- [Problem details]: Reproduce word for word the part of the material that starts with the line containing "Go ahead, prove it: the blurred red" and runs to the end of the material, with both ends included.

- [Records for processing]:
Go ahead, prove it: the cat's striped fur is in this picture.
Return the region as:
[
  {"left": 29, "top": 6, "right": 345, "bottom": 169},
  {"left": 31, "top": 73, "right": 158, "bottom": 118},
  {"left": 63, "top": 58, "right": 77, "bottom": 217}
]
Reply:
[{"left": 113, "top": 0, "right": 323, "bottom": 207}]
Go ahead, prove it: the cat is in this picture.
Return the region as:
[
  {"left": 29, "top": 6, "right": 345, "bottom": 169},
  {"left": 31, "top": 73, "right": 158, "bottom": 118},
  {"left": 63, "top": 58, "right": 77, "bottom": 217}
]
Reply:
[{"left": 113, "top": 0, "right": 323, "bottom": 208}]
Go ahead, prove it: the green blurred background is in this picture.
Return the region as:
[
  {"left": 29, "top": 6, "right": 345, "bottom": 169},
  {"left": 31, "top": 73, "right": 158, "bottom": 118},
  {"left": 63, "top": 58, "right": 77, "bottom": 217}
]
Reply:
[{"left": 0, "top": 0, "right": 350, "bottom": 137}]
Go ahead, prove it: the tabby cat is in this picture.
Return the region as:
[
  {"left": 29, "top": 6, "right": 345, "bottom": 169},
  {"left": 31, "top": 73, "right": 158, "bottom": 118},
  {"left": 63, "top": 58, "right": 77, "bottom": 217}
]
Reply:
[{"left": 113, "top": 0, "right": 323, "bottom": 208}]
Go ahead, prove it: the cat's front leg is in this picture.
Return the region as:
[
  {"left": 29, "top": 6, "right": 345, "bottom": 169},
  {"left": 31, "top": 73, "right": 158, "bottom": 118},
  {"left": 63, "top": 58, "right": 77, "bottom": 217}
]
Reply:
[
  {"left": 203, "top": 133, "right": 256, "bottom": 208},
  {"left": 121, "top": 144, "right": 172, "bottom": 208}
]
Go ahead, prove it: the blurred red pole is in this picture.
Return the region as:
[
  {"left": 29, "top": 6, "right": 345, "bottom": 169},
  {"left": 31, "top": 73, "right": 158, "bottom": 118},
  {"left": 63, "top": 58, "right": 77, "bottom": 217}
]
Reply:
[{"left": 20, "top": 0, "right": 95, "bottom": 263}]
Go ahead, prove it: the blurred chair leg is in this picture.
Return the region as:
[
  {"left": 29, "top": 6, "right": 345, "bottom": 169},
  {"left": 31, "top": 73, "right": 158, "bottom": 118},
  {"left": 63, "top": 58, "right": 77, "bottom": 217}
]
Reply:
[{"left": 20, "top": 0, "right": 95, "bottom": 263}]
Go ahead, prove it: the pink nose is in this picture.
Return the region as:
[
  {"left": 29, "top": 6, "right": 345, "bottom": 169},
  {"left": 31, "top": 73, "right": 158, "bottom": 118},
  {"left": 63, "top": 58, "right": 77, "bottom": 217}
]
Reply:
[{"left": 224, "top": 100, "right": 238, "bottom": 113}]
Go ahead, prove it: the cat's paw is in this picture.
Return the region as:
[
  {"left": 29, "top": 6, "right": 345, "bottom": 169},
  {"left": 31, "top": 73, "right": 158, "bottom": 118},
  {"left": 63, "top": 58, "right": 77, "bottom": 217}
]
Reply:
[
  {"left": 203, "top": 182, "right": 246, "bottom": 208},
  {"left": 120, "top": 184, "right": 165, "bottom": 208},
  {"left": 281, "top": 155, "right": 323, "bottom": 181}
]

- [The response]:
Go ahead, prove it: the blurred red pole is in this picture.
Return the region as:
[
  {"left": 29, "top": 6, "right": 345, "bottom": 169},
  {"left": 31, "top": 73, "right": 158, "bottom": 118},
  {"left": 63, "top": 58, "right": 77, "bottom": 217}
]
Reply:
[{"left": 20, "top": 0, "right": 95, "bottom": 263}]
Go ahead, prove it: the blurred chair leg is in this picture.
Return the region as:
[
  {"left": 29, "top": 6, "right": 345, "bottom": 169},
  {"left": 31, "top": 73, "right": 158, "bottom": 118},
  {"left": 63, "top": 58, "right": 77, "bottom": 217}
]
Reply:
[{"left": 20, "top": 0, "right": 95, "bottom": 263}]
Go ahead, prove it: the pink nose is in this picture.
Return the region as:
[
  {"left": 29, "top": 6, "right": 345, "bottom": 169},
  {"left": 31, "top": 73, "right": 158, "bottom": 118},
  {"left": 63, "top": 58, "right": 77, "bottom": 217}
]
Reply:
[{"left": 224, "top": 100, "right": 238, "bottom": 113}]
Go ahead, prove it: the cat's paw is in this picture.
Return the region as:
[
  {"left": 29, "top": 6, "right": 345, "bottom": 169},
  {"left": 31, "top": 73, "right": 158, "bottom": 118},
  {"left": 63, "top": 58, "right": 77, "bottom": 217}
]
Reply:
[
  {"left": 203, "top": 182, "right": 246, "bottom": 208},
  {"left": 120, "top": 184, "right": 165, "bottom": 208},
  {"left": 281, "top": 155, "right": 323, "bottom": 181}
]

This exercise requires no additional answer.